Supplied entries –
^^^^^^^^^^^^^^^^

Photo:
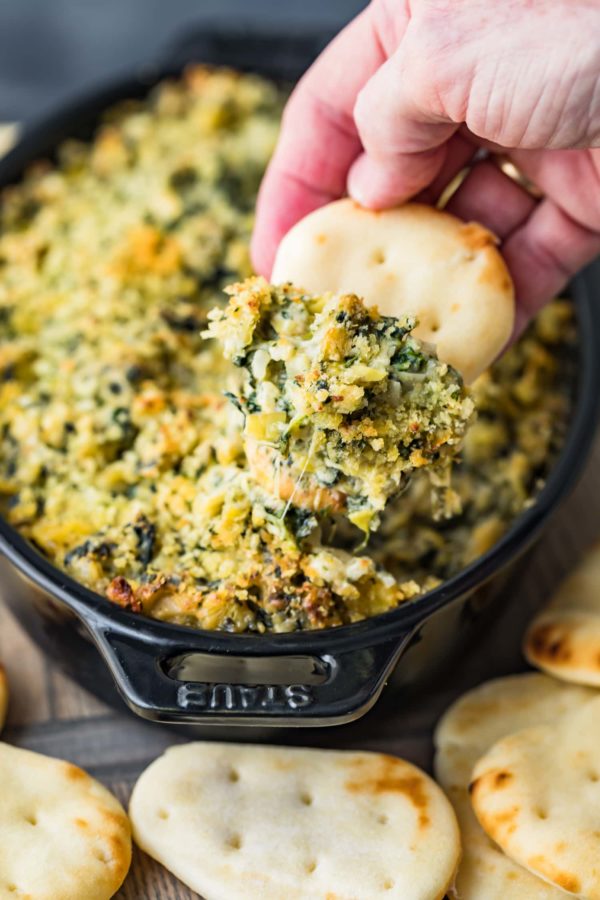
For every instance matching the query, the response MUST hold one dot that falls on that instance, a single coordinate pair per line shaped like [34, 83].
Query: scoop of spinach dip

^^^^^^^^^^^^^^^^

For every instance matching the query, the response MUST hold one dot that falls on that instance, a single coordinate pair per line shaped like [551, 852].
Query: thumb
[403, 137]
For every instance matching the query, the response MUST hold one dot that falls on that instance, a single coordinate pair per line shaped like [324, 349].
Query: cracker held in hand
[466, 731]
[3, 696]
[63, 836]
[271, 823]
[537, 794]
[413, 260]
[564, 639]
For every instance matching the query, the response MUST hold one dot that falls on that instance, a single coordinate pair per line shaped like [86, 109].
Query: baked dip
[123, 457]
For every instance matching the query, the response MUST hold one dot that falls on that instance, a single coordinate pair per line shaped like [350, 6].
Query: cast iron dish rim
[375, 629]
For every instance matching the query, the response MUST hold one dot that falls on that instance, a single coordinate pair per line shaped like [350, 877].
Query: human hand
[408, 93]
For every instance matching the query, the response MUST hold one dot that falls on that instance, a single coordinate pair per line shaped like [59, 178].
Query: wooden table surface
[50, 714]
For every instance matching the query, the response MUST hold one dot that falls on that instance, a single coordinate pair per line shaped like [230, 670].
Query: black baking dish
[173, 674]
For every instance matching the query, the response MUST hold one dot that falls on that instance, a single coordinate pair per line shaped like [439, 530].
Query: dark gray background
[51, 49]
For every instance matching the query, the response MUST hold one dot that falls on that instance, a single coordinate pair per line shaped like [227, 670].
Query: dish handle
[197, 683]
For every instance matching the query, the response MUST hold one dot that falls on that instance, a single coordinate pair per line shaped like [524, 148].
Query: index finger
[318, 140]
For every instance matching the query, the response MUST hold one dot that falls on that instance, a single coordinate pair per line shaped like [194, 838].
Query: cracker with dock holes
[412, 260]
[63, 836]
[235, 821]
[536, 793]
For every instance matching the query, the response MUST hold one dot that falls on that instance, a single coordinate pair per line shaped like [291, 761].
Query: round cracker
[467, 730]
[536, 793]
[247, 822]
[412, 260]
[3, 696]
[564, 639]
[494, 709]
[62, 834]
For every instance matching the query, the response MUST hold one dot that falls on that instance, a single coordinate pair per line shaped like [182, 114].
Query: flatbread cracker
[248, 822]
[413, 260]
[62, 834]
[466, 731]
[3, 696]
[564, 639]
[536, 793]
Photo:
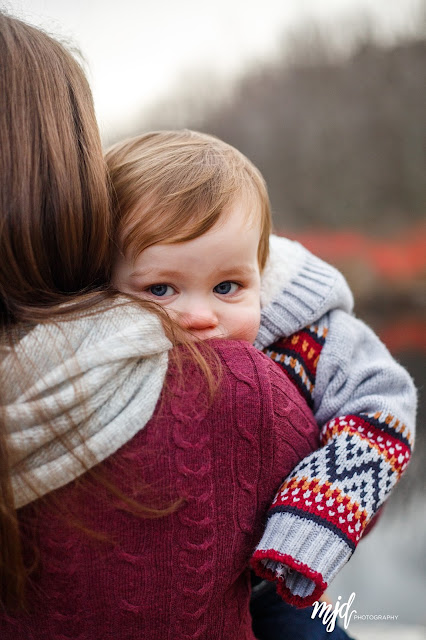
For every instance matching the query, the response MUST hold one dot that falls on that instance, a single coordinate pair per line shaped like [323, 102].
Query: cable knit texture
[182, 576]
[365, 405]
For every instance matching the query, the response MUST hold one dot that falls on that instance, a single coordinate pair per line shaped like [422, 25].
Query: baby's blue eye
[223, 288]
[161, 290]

^^^^^^^^^^^^^^^^

Aim of the exercise – Send back exactly the lines of the listing above starting at the one with "Query: thumb" and ending at the one with "like [350, 877].", inclusive, and no others.

Problem solution –
Query: thumb
[403, 137]
For every instance matching the query, the response MUST hold one dot that falls on that instance, a single coordinate pair per line shaped like [324, 349].
Query: cracker held in hand
[466, 731]
[3, 696]
[63, 836]
[271, 823]
[537, 794]
[413, 260]
[564, 639]
For every instance matching the query, the response MUST hold one dot that falls on that instance, a single coordinate pair per line shaped like [86, 109].
Query: baked dip
[123, 457]
For every instance matching the query, the response MUST hold one dot that falls on that instance, a single coordinate pair per line shaped like [350, 6].
Query: cast iron dish rim
[375, 629]
For every instance matching the query, the response MUST hold one dot that falls on that instance, a single coordinate pair per line shaped like [350, 877].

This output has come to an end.